== What to do ==
1. Answer these questions using the passage about Brown's grave:
(a) How long are Find A Grave volunteers given to find a grave site and get back to the person making the request?
(b) What was missing from Brown's grave at the cemetery?
(c) In what year did Brown arrive in California?
2. Please carry on the passage about Brown's grave from the point where it stops.

== Passage for review ==
========
Mrs. Sornberger was Mason’s niece. But why no gravestone was placed on the grave at the time is unknown.

As a member of Find A Grave, Thomas was notified that Sandberg wanted a photo of Brown’s grave stone. Claiming the posting, Thomas said volunteers are given two weeks to find the grave site and get back to the person making the request. “There are probably thousands of people across the United States who do this,” Thomas said. “People who just want to help other people find their family.”

However, when she visited the cemetery in late October of 2010, she found that while Brown was indeed buried there, the grave was missing a marker.

Marking a life

In the meantime, Thomas became better acquainted with Brown based on the research supplied by Sandberg, who has not only researched her great grand-uncle but her entire family’s history.

Born in March of 1805 in Maine, Brown was one of six children. He left Maine for the gold rush in California, arriving in the state in 1849. He left behind his wife Margaret whom he apparently never saw again. Living near the South Fork of the American River, he later moved to Yuba County where he lived a number of years. He then returned to El Dorado County and lived with his brother Silas in El Dorado. During his lifetime he worked in mining, farming and commerce. His last residence being the county hospital in Placerville where he passed away.
========
== Dataset entries ==
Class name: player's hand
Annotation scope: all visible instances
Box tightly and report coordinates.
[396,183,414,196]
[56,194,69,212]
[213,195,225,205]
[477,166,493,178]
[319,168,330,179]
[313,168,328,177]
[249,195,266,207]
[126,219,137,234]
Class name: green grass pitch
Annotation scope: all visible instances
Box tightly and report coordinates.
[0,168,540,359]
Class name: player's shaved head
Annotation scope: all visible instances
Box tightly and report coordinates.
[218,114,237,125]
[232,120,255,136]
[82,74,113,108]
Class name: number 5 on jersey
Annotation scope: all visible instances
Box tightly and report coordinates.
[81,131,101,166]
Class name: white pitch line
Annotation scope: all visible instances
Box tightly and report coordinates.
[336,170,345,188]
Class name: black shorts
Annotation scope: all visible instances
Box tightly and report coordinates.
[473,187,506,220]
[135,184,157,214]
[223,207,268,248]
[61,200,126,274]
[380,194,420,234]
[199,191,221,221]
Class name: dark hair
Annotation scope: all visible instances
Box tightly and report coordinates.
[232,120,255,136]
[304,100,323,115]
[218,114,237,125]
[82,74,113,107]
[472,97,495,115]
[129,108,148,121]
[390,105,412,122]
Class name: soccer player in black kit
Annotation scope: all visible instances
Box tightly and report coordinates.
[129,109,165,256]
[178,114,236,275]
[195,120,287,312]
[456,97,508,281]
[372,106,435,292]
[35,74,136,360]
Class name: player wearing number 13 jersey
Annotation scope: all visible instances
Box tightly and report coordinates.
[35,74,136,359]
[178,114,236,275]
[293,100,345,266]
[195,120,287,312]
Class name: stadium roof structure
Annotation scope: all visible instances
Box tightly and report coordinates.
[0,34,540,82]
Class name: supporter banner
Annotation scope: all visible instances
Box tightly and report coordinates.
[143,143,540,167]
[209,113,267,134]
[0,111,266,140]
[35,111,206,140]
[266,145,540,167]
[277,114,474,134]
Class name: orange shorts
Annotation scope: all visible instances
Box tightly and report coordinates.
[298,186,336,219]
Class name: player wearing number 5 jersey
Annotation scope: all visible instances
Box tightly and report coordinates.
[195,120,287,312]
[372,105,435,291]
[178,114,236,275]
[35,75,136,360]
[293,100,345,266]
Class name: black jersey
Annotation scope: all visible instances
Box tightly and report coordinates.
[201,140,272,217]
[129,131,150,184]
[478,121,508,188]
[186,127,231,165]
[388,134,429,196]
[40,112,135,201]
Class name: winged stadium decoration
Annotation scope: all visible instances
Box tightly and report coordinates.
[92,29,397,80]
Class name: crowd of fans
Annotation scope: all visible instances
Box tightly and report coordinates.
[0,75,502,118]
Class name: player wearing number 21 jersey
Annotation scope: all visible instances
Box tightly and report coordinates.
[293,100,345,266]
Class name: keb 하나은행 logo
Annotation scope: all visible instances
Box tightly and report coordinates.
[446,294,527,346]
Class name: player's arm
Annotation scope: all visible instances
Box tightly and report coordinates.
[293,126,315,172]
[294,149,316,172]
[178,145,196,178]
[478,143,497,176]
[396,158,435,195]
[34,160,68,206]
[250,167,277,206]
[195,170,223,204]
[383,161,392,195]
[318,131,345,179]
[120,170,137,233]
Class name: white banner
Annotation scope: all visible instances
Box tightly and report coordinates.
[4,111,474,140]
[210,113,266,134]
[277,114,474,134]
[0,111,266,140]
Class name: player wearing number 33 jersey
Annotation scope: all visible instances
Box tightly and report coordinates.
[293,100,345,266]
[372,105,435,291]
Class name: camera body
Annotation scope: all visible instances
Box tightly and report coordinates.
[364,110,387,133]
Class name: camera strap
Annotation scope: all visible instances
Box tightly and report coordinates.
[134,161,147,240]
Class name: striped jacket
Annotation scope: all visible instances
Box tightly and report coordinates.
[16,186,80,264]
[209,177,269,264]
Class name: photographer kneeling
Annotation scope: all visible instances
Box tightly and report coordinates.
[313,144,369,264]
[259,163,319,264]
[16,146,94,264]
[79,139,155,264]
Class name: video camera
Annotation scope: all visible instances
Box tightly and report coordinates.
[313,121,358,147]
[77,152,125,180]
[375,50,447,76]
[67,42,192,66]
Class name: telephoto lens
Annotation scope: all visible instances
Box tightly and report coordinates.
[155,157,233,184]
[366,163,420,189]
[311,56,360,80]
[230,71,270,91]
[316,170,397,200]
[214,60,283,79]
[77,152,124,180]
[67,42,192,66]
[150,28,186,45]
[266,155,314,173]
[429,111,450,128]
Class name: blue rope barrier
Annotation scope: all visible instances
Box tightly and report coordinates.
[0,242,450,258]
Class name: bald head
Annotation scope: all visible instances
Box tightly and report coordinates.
========
== Expected results ==
1.
(a) Two weeks.
(b) A marker.
(c) 1849.

2.
Touched by Brown’s story, Thomas looked for a way to put a marker on his grave. “Just reading this tiny bit of an obituary, they said he was one of the kindest ‘inmates’ and said he had such a great attitude. And I thought, this poor guy came out here. He probably had a dream of striking it rich, like everyone did. (He) left his wife back there and I think that’s a sad situation for two people to be separated like that. I think everyone needs a final resting place and something to show they were here.”

Looking for a way to mark Brown’s grave, Thomas started researching sources of funds for tombstones. But there weren’t any. She also asked Sandberg if she could contribute to the grave marker, but being handicapped she didn’t have any extra funds, said Thomas.

“I thought, before I die I want to make sure this guy gets a tombstone. If I have to, I’ll do it myself,” she said. “That’s the first time I’ve ever done that — bought a tombstone for somebody.”

All in all, it took her a couple of years to turn that decision into stone. “It kept coming up and coming up and then it took awhile to get the stone made,” she said.

Along the way, Thomas had some help. Mike Tilson of Sierra Monuments gave her a very good deal on the stone. “Mike agrees everyone should have a marker,” she said. She also received help from Bonnie Wurm with the Cemetery Administration of El Dorado County and Dario Mancio who installed the stone at a bargain price. With the stone set in place in December of 2012, Thomas was finally able to take a picture which she sent to Sandberg.

“It just worked out beautifully,” she said. “I’m hoping someday to set up a fund for those who can’t afford to have a grave stone.”

“Jo did a wonderful thing,”  Sandberg said, “and I believe that Mason is smiling down on her.”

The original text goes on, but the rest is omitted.